## REQUIREMENT
Copy the items from the line with "TARGET = tree trunk" to the line with "(1061, 203)", both lines included, keeping the requests as they are and offsetting every coordinate value in the answers by -87.

## RECORDS FOR PROCESSING
——

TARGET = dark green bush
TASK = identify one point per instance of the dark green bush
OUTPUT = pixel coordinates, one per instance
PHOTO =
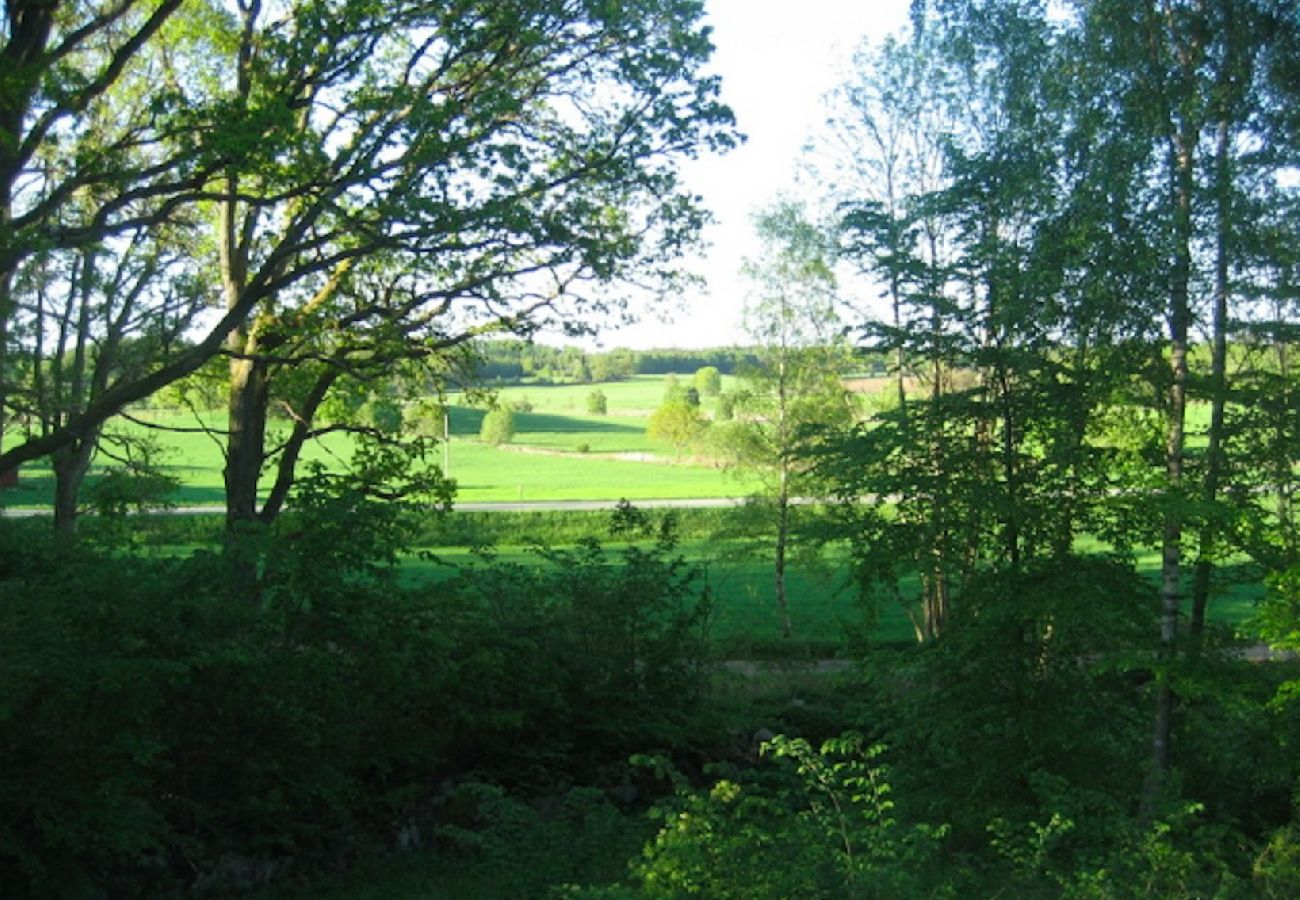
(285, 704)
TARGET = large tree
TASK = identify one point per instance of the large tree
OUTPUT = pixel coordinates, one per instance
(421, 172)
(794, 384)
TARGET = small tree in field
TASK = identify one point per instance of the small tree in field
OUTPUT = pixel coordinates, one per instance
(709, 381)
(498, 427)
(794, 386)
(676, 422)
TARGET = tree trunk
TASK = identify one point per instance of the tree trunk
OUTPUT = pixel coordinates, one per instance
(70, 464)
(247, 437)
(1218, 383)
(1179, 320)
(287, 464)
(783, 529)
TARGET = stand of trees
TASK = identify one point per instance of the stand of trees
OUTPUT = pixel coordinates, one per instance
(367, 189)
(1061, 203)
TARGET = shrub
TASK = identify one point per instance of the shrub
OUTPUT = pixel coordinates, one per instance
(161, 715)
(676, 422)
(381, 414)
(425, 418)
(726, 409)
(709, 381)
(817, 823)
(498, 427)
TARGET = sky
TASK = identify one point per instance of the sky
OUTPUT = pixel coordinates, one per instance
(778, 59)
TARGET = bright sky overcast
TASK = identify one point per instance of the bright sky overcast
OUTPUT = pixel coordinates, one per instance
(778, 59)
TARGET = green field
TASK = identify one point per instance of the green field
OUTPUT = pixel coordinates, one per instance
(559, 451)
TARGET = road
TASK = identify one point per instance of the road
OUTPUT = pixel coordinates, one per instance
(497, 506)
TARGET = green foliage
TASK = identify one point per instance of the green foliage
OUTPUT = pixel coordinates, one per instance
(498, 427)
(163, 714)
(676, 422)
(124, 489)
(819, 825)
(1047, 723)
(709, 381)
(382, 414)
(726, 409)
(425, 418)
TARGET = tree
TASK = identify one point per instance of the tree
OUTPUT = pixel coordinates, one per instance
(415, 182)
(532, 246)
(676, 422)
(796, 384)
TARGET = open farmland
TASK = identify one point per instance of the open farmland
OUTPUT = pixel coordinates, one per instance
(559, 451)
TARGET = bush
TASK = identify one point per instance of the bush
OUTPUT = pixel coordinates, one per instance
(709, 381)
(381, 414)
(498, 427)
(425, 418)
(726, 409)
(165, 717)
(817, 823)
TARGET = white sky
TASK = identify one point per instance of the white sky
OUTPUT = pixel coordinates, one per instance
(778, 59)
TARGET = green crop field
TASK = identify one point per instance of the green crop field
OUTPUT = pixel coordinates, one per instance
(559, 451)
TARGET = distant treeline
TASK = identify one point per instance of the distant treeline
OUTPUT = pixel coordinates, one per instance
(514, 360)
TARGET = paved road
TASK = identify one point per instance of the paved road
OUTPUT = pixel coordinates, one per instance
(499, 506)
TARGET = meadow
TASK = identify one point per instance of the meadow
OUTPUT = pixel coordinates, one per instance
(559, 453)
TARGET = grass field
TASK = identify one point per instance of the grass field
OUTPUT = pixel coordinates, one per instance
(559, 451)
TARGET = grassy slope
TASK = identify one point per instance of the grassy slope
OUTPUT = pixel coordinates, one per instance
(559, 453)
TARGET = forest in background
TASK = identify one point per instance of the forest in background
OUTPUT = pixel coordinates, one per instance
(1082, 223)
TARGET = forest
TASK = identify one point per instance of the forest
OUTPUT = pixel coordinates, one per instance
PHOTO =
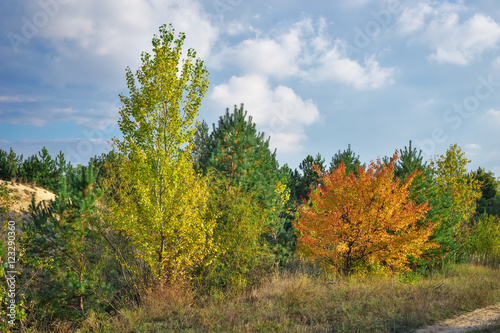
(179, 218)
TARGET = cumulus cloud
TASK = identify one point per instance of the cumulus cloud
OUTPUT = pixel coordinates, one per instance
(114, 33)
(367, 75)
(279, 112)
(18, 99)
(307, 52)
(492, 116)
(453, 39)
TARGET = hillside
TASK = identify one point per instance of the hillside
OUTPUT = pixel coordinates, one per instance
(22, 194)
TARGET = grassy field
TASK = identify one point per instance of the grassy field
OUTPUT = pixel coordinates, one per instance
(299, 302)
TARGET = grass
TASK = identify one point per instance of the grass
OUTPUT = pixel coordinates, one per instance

——

## RESPONSE TO THE EXERCISE
TARGET = tree trunk
TASK = identify one point per instance of the tree trunk
OUTPUT = pixel coordinates, one per instance
(-17, 377)
(160, 350)
(1131, 296)
(1092, 233)
(200, 377)
(696, 442)
TARGET = stand of trees
TASK = identify one point per instance of the stand of trees
OUTPUT = pixel coordinates, one per instance
(280, 102)
(974, 116)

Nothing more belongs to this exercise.